-- Data to examine follows --
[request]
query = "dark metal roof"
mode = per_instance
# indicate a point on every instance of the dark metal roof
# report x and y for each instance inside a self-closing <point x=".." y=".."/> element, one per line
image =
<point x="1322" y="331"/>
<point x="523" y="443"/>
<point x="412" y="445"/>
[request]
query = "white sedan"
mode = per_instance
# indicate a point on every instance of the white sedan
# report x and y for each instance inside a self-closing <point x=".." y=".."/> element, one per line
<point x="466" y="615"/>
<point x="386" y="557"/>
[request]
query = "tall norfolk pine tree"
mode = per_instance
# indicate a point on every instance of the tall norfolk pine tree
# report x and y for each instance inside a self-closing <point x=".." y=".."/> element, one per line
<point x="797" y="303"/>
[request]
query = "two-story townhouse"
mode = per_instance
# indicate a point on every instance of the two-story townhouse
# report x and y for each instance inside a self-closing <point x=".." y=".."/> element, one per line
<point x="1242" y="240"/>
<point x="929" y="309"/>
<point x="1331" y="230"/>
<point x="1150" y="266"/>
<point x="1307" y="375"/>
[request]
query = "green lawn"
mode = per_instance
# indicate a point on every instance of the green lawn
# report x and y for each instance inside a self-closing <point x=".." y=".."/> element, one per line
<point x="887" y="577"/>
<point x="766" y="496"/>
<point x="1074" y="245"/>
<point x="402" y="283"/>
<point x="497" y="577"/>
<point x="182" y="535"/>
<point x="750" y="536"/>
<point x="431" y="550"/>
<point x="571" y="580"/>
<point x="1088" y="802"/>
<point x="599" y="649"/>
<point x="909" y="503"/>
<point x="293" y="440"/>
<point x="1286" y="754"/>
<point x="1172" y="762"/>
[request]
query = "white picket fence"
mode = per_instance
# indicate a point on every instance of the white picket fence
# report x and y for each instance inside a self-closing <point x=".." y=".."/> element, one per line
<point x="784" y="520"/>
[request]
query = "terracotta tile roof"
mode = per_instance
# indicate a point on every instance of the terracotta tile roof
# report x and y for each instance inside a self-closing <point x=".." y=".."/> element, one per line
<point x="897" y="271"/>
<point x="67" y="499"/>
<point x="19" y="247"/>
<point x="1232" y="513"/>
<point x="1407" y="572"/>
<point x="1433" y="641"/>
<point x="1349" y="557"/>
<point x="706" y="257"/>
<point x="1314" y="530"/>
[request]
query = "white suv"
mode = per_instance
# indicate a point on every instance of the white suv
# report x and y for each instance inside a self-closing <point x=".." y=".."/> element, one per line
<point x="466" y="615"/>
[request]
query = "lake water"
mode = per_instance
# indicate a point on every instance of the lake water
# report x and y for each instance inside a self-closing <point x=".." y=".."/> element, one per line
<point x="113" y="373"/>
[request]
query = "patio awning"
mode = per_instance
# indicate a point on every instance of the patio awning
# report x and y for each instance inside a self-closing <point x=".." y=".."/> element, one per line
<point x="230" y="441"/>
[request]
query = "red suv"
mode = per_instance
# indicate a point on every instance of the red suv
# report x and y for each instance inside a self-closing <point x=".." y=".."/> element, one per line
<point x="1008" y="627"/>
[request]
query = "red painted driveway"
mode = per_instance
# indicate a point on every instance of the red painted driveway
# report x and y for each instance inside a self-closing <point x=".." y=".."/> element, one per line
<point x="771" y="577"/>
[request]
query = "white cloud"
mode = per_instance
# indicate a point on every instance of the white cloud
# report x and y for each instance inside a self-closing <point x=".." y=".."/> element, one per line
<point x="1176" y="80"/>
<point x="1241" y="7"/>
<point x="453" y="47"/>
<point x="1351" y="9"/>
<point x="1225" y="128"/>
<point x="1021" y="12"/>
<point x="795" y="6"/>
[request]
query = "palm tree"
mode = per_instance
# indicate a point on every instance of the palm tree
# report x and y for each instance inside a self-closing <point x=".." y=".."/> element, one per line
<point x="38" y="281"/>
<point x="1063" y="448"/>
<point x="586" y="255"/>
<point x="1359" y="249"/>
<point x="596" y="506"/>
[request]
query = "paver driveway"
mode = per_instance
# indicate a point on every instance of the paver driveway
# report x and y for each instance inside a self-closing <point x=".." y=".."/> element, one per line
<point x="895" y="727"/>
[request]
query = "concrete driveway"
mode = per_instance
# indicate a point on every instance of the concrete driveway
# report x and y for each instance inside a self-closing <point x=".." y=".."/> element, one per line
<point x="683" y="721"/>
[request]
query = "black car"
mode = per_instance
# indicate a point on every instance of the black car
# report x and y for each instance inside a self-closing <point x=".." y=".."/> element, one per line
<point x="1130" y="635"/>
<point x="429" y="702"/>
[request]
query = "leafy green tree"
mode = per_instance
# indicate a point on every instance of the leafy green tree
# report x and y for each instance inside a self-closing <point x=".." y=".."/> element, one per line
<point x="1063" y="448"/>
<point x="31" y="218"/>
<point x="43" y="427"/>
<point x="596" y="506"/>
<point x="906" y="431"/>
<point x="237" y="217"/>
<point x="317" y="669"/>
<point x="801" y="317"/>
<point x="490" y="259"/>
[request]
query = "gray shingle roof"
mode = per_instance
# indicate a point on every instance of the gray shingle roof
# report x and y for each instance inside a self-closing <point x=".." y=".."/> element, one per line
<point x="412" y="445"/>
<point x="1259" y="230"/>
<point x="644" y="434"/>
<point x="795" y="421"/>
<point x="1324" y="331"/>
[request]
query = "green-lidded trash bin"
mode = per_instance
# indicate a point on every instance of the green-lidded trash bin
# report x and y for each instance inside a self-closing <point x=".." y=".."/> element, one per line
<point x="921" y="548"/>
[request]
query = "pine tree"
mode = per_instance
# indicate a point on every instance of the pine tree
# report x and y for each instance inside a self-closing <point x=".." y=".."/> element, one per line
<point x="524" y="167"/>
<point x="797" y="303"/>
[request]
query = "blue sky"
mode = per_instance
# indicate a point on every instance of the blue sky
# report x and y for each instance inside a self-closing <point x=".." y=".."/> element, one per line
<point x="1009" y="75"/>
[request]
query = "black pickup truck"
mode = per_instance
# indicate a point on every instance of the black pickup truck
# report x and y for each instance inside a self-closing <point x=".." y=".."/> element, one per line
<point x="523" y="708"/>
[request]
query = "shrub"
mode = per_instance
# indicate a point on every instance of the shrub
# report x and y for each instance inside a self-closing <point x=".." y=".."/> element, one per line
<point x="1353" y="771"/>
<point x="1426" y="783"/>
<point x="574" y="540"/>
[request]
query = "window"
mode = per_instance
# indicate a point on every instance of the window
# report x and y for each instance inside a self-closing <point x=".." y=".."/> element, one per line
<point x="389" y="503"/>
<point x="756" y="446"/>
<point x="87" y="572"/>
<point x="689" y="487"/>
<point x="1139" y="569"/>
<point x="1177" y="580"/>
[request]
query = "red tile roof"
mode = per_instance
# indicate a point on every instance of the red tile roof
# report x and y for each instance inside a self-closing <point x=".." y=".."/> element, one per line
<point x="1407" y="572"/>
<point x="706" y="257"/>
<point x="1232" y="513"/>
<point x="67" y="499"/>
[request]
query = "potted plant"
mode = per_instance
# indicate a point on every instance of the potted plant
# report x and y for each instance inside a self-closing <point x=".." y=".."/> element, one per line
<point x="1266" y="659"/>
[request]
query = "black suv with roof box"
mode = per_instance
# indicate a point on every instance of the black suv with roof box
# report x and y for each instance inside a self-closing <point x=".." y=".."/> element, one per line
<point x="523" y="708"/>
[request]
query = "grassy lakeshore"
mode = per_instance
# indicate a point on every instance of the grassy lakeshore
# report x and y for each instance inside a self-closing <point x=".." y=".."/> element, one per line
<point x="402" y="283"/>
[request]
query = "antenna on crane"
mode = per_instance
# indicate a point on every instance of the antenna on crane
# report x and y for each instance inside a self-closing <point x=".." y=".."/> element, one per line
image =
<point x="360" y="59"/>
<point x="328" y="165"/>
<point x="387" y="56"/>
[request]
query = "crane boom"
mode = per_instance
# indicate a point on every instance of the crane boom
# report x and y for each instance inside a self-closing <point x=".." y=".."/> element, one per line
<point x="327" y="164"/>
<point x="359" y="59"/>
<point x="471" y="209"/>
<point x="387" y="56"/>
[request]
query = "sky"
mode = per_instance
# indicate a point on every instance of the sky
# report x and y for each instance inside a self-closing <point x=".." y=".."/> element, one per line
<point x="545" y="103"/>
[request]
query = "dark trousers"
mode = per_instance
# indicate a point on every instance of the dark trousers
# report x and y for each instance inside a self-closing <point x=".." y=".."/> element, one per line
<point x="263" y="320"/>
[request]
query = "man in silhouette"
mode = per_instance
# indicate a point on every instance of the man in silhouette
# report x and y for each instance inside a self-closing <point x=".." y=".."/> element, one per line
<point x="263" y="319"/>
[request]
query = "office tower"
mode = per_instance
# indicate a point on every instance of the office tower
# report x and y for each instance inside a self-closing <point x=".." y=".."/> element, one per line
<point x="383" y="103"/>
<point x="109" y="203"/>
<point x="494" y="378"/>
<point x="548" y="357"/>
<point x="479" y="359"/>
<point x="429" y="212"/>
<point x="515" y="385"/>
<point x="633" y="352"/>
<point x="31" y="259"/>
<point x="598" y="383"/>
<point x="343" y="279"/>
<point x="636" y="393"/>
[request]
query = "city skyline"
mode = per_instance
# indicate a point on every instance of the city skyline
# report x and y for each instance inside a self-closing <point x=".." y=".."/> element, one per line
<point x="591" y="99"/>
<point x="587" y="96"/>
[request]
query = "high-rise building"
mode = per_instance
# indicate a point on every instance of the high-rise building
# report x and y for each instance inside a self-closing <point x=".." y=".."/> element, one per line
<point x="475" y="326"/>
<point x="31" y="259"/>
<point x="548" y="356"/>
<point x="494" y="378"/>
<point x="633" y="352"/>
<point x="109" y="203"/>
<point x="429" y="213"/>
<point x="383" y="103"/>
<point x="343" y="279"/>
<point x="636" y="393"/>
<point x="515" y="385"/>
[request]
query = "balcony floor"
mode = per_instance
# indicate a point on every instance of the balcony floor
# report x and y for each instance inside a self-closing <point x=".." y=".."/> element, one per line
-- Data to examine concluded --
> [Work instruction]: Leave out every line after the one with "# indicate a point on every instance of the terracotta". Reproduce the material above exactly from its first line through that line.

> [Worked solution]:
[request]
query = "dark metal roof"
mode = per_instance
# indicate a point on every instance of the dark metal roof
# report x and y for each instance inside a self-closing <point x=".." y=".."/> element, one per line
image =
<point x="1322" y="331"/>
<point x="523" y="443"/>
<point x="412" y="445"/>
[request]
query = "white sedan"
mode = per_instance
# indicate a point on every instance of the white sedan
# report x and y for each instance inside a self-closing <point x=".." y=".."/> element, one per line
<point x="466" y="615"/>
<point x="386" y="557"/>
[request]
query = "tall norfolk pine tree"
mode = per_instance
# indicate a point on every instance of the tall norfolk pine tree
# report x and y for each instance inside a self-closing <point x=".." y=".."/> element, one per line
<point x="797" y="303"/>
[request]
query = "two-story townhouse"
mode = per_instance
# indicate a point on every instance of the two-story townhouse
# report x and y for each instance inside a self-closing <point x=".." y=".."/> element, one per line
<point x="1242" y="240"/>
<point x="929" y="309"/>
<point x="1331" y="230"/>
<point x="1150" y="266"/>
<point x="1307" y="375"/>
[request]
query = "green lawn"
mode = per_instance
# indicate a point on every instance of the green lawn
# report x and y for each instance inside a self-closing <point x=".." y=".."/> element, one per line
<point x="887" y="577"/>
<point x="766" y="496"/>
<point x="1074" y="245"/>
<point x="402" y="283"/>
<point x="497" y="577"/>
<point x="182" y="535"/>
<point x="750" y="536"/>
<point x="431" y="550"/>
<point x="571" y="580"/>
<point x="1088" y="802"/>
<point x="599" y="649"/>
<point x="909" y="503"/>
<point x="293" y="440"/>
<point x="1286" y="754"/>
<point x="1172" y="762"/>
[request]
query = "white picket fence"
mode = per_instance
# indicate a point on every instance of the white picket fence
# report x and y for each instance inside a self-closing <point x=".." y=".."/> element, one per line
<point x="784" y="520"/>
[request]
query = "terracotta tile roof"
mode = per_instance
# indicate a point on every instance of the terracotta tile roof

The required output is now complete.